**Written exercise 1**
Extract every line in the rows below that contains the word "breakwater".
:: Page text
Add to that list competition with free-running horses, especially in parts of central and south-central Wyoming, Coursey said. 

Wild Or Feral Horses? 

Whether the mustangs are wild or feral is a matter of debate. In general terms, animals are considered wild if they’re native to the landscape and untamed. The term “feral” refers to animals that aren’t native to the landscape – those that have escaped captivity or been abandoned to live in the wild — and their descendants.

The Wyoming Game and Fish Department, which doesn’t have jurisdiction over the horses, considers them feral. An article published in the December 2021 edition of the agency’s Wyoming Wildlife magazine said that North America’s last true native horses died out long ago. 

“Literature notes true wild horses went extinct in North America between 10,000 to 12,000 years ago and were never domesticated,” the article said.  “(Mustangs’ linage) traces back to domestic stock introduced by Spanish explorers in the 16th and 17th centuries. Thus, the moniker ‘wild’ doesn’t truly describe the horses on the landscape now.” 

From the 19th Century onward, the mustangs’ numbers have been augmented by horses that escaped or were abandoned by the U.S. Army or private citizens, according to the Game and Fish, and the horses continue to compete with native species for food, water sources and habitat. 

However, the American Wild Horse Campaign, a mustang advocacy group, claims the mustangs are essentially the same species as the original North American horses, and have been loose on the range long enough to be considered truly wild, according to the group’s website. A request for more comment from the group wasn’t answered. 

How To Manage Mustangs? 

Prior to 1971, horses had no legal protection or agency management, and were sometimes killed at random. The Federal Wild Horse and Burro Act, passed by Congress that year, gave those animals protected status, and put them under the jurisdiction of the Department of the Interior, with the BLM named as the agency directly in charge. 

From the BLM’s perspective, the mustangs frequently become overpopulated, Azure Hall, a public affairs specialist stationed in the agency’s Wyoming state headquarters, said on Tuesday in an email to Cowboy State daily. 

And overabundance of mustangs can damage the habitat, threaten other species, such as mule deer, and even hurt the mustangs themselves if resources become too scarce, Hall said. Occasional roundups are the BLM’s preferred method of culling the horses’ numbers on the range.
::::
**Written exercise 2**
According to the mustang article above, in what year did Congress pass the Federal Wild Horse and Burro Act?
:: Records to use
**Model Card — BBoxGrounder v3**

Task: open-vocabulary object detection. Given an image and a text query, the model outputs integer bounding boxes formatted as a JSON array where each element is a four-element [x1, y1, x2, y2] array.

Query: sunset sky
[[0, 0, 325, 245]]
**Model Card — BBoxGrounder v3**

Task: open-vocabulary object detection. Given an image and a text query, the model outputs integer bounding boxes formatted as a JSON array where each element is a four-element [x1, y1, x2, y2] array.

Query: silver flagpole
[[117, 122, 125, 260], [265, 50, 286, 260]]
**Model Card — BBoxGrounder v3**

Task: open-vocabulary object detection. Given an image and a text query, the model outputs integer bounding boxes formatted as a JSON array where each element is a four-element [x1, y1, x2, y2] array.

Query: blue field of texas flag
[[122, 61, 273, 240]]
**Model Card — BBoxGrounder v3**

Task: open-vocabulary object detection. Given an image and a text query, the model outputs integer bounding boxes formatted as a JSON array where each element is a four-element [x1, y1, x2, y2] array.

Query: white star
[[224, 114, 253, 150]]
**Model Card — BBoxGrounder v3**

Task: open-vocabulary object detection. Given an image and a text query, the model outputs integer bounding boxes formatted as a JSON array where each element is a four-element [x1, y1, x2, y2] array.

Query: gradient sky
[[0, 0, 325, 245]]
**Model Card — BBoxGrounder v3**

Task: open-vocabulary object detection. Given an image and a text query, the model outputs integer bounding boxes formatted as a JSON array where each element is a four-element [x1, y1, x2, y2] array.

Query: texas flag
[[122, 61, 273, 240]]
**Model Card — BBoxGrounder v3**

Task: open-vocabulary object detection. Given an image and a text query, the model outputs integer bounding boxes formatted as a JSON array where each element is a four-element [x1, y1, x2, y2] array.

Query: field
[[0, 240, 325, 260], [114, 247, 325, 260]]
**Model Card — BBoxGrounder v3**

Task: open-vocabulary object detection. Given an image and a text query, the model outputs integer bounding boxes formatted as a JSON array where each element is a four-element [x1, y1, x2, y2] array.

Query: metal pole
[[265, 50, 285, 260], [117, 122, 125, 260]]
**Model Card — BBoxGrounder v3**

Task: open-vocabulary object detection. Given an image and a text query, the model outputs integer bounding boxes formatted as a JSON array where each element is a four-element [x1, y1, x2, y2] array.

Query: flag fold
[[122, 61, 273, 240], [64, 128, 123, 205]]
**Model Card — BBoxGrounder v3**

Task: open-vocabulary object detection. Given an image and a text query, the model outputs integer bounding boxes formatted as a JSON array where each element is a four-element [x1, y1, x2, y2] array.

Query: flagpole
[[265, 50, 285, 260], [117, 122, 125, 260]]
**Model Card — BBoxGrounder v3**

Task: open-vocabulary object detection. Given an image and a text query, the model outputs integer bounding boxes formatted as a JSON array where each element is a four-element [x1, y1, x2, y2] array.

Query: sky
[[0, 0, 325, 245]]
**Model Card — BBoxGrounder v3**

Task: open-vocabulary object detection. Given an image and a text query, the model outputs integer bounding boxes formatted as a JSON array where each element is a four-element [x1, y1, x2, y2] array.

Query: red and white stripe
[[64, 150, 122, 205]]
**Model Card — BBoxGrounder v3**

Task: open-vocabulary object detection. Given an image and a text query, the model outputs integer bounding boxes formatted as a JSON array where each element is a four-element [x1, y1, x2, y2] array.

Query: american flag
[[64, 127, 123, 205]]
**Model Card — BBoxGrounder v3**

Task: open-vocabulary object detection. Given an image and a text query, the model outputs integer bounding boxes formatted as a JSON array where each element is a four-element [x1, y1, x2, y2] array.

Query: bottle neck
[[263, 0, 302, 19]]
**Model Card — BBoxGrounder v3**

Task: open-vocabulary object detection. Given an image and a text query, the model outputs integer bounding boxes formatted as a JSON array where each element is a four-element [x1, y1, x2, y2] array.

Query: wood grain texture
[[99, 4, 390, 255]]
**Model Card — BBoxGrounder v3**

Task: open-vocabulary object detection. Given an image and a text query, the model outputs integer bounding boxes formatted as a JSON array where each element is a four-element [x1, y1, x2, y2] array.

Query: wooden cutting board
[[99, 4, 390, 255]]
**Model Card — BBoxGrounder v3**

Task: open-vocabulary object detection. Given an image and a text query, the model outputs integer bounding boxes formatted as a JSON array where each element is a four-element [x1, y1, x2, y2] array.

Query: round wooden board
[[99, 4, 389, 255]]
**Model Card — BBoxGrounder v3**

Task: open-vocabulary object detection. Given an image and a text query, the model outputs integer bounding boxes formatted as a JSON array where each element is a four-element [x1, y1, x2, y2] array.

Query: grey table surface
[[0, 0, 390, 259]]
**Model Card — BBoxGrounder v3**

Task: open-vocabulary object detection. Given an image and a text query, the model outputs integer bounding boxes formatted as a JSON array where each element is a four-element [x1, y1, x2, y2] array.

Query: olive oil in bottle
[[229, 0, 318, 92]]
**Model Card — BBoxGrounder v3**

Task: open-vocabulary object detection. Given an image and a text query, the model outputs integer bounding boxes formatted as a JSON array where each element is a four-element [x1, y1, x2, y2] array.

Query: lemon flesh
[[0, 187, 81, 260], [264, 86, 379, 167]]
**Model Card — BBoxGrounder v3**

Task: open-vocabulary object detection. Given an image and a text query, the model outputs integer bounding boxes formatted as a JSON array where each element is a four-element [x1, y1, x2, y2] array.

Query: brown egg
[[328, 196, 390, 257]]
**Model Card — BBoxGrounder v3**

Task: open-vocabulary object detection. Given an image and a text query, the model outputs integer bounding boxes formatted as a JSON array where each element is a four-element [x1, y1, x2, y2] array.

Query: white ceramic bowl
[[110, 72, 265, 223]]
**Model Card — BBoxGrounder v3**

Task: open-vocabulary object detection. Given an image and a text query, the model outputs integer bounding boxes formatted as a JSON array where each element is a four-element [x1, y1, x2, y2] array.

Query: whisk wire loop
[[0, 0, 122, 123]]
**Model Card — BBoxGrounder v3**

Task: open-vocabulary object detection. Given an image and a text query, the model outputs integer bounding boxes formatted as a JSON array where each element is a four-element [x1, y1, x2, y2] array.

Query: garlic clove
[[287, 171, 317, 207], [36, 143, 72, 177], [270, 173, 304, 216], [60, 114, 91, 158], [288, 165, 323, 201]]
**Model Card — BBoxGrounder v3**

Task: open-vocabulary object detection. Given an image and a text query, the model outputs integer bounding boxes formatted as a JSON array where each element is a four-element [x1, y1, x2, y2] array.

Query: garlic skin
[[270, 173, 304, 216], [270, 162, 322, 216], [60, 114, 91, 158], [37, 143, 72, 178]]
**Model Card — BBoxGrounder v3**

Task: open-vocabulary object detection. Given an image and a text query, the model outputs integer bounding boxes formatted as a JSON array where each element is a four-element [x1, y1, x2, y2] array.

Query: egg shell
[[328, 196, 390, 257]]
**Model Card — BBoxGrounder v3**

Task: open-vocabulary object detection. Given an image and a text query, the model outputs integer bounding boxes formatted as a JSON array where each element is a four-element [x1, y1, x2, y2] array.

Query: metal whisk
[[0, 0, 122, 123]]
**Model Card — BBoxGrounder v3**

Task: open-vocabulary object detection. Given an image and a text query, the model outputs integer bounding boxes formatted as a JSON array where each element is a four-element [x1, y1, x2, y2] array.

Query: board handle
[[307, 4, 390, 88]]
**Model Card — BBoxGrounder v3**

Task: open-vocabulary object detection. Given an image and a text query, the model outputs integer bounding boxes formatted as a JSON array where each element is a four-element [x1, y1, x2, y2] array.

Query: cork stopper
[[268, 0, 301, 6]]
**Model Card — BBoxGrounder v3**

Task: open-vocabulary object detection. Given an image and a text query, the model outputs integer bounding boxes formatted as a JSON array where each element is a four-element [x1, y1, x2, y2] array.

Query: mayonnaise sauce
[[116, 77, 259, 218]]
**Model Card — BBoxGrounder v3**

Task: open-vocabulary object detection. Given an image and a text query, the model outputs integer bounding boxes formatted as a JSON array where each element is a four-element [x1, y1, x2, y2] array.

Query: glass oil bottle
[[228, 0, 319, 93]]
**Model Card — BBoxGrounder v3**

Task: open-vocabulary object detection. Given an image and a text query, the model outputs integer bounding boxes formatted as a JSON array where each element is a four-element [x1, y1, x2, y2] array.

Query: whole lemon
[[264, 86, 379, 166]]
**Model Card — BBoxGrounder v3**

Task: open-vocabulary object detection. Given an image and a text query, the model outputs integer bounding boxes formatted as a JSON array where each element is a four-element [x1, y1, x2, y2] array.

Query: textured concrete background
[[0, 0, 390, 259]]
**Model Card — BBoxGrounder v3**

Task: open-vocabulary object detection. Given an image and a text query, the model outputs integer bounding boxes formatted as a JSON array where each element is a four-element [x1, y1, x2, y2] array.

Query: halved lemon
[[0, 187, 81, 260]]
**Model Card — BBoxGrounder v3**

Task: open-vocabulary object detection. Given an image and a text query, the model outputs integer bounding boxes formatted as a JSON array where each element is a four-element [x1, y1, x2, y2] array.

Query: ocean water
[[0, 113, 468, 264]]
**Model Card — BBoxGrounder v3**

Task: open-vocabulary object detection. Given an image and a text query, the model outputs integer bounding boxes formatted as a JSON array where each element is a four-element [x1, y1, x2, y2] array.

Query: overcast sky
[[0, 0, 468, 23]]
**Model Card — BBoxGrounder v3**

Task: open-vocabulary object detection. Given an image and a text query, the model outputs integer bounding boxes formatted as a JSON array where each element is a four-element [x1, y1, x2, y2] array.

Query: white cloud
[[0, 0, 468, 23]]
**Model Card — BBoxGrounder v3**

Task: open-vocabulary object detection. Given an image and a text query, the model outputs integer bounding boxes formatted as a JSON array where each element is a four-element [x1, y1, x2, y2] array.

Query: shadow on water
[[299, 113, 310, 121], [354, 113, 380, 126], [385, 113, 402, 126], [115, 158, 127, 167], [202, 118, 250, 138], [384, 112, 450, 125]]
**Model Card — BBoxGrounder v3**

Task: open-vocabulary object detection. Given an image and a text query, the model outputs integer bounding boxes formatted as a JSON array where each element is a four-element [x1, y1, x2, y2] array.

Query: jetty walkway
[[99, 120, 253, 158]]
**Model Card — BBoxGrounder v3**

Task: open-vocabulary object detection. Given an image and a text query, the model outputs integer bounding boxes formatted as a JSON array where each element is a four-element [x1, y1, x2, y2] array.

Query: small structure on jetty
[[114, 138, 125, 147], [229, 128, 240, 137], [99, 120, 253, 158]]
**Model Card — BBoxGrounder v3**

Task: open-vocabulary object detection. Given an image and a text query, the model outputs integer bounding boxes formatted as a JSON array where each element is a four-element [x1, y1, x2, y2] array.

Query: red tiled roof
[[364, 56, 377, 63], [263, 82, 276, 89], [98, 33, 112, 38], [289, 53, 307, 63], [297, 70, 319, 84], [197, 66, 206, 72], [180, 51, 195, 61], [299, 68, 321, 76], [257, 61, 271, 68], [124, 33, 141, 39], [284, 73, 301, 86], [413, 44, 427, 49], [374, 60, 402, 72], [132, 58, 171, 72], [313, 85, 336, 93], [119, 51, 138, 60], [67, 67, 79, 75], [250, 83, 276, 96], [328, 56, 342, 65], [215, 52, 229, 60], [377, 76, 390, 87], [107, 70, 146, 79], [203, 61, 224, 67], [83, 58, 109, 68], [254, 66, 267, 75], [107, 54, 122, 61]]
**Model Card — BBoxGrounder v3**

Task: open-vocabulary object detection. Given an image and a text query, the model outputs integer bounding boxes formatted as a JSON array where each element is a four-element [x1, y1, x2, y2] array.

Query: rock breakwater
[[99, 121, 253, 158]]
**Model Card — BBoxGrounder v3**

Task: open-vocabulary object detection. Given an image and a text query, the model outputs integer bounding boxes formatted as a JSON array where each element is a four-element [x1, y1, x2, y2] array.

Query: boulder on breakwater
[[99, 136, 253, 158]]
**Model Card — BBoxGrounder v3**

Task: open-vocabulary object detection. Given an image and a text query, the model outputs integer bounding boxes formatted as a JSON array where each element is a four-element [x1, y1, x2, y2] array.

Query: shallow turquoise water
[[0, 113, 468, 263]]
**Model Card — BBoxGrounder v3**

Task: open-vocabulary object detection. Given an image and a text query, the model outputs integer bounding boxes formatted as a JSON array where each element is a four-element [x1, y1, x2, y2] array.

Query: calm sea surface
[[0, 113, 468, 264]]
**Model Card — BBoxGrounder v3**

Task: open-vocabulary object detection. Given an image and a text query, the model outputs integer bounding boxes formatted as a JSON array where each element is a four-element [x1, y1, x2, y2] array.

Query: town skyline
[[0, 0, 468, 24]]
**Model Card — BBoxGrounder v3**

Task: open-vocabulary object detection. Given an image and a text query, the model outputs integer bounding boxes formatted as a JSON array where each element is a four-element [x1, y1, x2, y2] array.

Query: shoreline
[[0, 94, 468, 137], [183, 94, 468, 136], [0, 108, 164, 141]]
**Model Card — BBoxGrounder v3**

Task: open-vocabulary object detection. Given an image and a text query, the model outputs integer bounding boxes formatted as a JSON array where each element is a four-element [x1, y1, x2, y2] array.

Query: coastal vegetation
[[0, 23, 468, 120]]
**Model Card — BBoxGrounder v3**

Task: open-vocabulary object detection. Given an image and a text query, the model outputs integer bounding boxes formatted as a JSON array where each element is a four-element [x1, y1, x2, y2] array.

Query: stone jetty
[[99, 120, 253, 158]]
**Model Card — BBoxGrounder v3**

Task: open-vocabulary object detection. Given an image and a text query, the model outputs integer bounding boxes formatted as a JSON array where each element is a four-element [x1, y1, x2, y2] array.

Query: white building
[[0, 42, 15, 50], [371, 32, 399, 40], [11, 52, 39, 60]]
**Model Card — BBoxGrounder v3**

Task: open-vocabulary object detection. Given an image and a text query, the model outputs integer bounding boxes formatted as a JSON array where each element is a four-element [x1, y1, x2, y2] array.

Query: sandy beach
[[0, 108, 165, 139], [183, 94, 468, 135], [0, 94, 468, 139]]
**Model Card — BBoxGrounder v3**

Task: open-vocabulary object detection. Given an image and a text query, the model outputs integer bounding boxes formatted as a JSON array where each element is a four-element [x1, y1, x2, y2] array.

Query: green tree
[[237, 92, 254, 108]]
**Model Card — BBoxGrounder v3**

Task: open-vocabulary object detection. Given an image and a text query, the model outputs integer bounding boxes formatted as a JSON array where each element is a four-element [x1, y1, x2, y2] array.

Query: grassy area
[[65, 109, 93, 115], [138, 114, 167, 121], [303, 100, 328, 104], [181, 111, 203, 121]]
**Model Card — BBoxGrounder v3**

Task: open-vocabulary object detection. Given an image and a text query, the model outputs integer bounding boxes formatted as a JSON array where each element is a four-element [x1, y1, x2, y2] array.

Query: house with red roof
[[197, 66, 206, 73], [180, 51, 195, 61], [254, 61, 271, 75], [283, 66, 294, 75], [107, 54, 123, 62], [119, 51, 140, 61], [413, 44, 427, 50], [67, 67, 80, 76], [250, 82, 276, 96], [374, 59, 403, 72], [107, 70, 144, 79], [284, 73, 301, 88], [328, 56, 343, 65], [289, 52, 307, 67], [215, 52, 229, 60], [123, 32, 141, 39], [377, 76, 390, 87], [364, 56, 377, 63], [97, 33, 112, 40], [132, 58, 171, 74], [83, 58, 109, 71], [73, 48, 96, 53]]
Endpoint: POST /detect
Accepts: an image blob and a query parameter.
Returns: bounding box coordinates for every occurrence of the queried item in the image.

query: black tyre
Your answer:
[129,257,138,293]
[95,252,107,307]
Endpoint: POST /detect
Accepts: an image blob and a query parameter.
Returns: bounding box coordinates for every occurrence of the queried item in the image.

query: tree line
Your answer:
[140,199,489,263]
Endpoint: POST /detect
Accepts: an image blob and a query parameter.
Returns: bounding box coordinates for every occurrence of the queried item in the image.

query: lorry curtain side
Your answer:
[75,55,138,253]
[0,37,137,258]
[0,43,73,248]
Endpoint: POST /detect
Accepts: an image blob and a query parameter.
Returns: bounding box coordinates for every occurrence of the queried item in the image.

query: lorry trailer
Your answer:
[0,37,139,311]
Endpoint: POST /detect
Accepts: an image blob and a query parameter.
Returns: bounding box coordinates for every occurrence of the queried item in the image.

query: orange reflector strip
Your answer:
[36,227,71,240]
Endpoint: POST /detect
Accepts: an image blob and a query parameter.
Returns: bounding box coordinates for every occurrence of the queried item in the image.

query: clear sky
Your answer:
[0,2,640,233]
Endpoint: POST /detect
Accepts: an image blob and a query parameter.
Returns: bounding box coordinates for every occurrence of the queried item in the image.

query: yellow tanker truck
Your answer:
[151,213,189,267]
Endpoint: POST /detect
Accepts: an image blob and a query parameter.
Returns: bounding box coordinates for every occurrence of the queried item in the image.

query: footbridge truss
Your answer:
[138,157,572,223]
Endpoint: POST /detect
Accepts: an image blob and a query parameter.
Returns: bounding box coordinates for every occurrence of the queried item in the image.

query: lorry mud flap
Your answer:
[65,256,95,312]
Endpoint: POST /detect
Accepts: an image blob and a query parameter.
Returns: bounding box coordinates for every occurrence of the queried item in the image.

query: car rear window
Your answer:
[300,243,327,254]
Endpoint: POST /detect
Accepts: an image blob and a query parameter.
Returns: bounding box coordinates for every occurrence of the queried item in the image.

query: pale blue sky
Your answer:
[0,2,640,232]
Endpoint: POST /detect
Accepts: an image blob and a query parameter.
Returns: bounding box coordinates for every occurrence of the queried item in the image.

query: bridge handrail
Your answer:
::::
**Correct response 1**
Query: rock breakwater
Query: boulder on breakwater

**Correct response 2**
1971.